SELECTION:
--------

Anchoring Your Career

Denys promotes the career anchors of Edgar Schein to cope with the identity crisis that may occur once an individual stares into the abyss of the labor market: it never hurts to get a clear perspective on who you are and what you want.

Career Anchors match the ‘who you are’ part with the ‘what you do’ part of your daily life. The more these two resonate with each other, the better your chances of finding your way. If you know that most of the people tend to build their career on their very first job, knowing what really matters for you may be worth finding out, for it may not be where you started your career.

Schein distinguishes the following Career Anchors:

  • Technical/Functional competence: You like being good at something and will work to become a guru or expert. You like to be challenged and then use your skill to meet the challenge, doing the job properly and better than almost anyone else.
  • General Managerial competence: Unlike technical/functional people, you want to manage. You like problem-solving and dealing with other people. You thrive on responsibility. To be successful, you will also need emotional competence.
  • Autonomy/Independence: You have a primary need to work under your own rules. You avoid standards and prefer to work alone.
  • Security/Stability: You seek stability and continuity as a primary factor of your live. You avoid risks and you generally prefer a job for life.
  • Entrepreneurial Creativity: You like to invent things, be creative and, most of all, to run your own businesses. You differ from those who seek autonomy in that you will share the workload. You find ownership very important.
  • Service/Dedication to a cause: You are driven by how you can help other people more than using their talents.
  • Pure Challenge: Driven by challenge, you seek constant stimulation and difficult problems that you can tackle. You will change jobs when the current one gets boring.
  • Lifestyle: You look at your whole pattern of living. Flexibility and the integration of life and work is key.

Who Is Driving Your Career?

The one thing you should remember about your job is that job-security is an illusion. Instead, you should be working on a career-strategy; and the best way to start is to see which career anchor resonates best with who you are.

Are you spending your working time in the area of your anchor? Well, then you have nothing to be afraid of; no reason to play safe by ‘fitting into the job’.

Fitting in will no longer safeguard your employment. Instead, build your career-strategy on this anchor, so you can stand-out in your career.

--------

LISTED RECORDS:
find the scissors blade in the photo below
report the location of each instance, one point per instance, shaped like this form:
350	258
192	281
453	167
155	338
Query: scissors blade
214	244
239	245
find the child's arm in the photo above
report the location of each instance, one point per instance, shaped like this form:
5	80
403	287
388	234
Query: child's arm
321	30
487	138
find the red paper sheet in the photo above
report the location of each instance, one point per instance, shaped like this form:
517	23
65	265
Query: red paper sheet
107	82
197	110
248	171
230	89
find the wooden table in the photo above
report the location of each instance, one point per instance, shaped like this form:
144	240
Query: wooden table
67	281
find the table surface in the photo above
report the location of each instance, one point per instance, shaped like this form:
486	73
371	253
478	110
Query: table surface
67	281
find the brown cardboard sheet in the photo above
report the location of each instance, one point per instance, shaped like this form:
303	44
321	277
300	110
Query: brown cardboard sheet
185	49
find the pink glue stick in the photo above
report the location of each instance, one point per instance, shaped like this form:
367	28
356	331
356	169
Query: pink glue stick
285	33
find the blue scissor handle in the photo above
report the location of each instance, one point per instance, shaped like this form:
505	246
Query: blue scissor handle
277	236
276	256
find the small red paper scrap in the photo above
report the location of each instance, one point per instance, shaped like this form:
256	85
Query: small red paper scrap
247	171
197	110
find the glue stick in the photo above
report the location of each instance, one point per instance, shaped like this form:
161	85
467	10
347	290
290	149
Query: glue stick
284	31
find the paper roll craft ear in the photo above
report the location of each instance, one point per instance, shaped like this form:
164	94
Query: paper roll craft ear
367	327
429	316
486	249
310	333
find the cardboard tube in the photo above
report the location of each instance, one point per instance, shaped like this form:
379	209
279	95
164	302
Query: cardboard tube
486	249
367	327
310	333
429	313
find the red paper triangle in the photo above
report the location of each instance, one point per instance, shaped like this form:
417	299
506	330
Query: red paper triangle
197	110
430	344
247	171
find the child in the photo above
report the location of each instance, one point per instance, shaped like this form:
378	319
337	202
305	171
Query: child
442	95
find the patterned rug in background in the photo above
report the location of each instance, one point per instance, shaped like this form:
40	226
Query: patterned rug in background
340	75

--------

WHAT THIS EXERCISE ASKS:
**A)** Name every career anchor that Schein distinguishes in the career anchors passage.
**B)** Echo the career anchors passage word for word, starting at "Who Is Driving" and ending at "into the job’.".
**C)** According to the career anchors passage, what is the one thing you should remember about job-security?
Work only from the career anchors passage, not from the lines.

WORKED SOLUTIONS:
**A)** Technical/Functional competence, General Managerial competence, Autonomy/Independence, Security/Stability, Entrepreneurial Creativity, Service/Dedication to a cause, Pure Challenge, Lifestyle

**B)**
Who Is Driving Your Career?

The one thing you should remember about your job is that job-security is an illusion. Instead, you should be working on a career-strategy; and the best way to start is to see which career anchor resonates best with who you are.

Are you spending your working time in the area of your anchor? Well, then you have nothing to be afraid of; no reason to play safe by ‘fitting into the job’.

**C)** Job-security is an illusion.